*** STUDY TEXT Section Begins ***
Celebrating Metro North Adult Basic Education Graduates
A long-awaited celebration played out with all the pomp and circumstance Metro North’s Adult Basic Education graduates deserved. It was June of 2019 — before COVID-19 — when the last in-person graduation took place. More than two years later, students from three different graduating classes were given the opportunity to be recognized for their hard work.
Sporting caps, gowns and tassels, those who chose to walk the stage on September 16 collected their GED or adult diploma with huge smiles on their faces. Meantime, enthusiastic cheers and rounds of applause came from family, friends, and staff who were there to support them.
“We’re here to honor and celebrate your successes,” said Theresa Zingery, Community Education Manager. “Not only did you meet the standards required to get a GED or high school credential, you also demonstrated true determination, courage, strength and persistence in pursuing your dream, particularly in a year as challenging as the one we’ve just been through.”
Anoka County Commissioner Mandy Meisner spoke about the perseverance and determination it took for these non-traditional students to achieve their academic goals.
*** STUDY TEXT Section Ends ***
*** DATA PROVIDED Section Begins ***
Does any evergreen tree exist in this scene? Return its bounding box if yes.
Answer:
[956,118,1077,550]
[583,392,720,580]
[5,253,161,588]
*** DATA PROVIDED Section Ends ***
> _EXERCISES_:
A: Copy everything from "Sporting caps, gowns" down to "to support them." in the graduation article, and switch "huge smiles" to "broad smiles".
B: According to the graduation article, when was the last in-person graduation held before this ceremony?
The records have no connection to the graduation article.

> _RESPONSES_:
A:
Sporting caps, gowns and tassels, those who chose to walk the stage on September 16 collected their GED or adult diploma with broad smiles on their faces. Meantime, enthusiastic cheers and rounds of applause came from family, friends, and staff who were there to support them.

B: In June of 2019.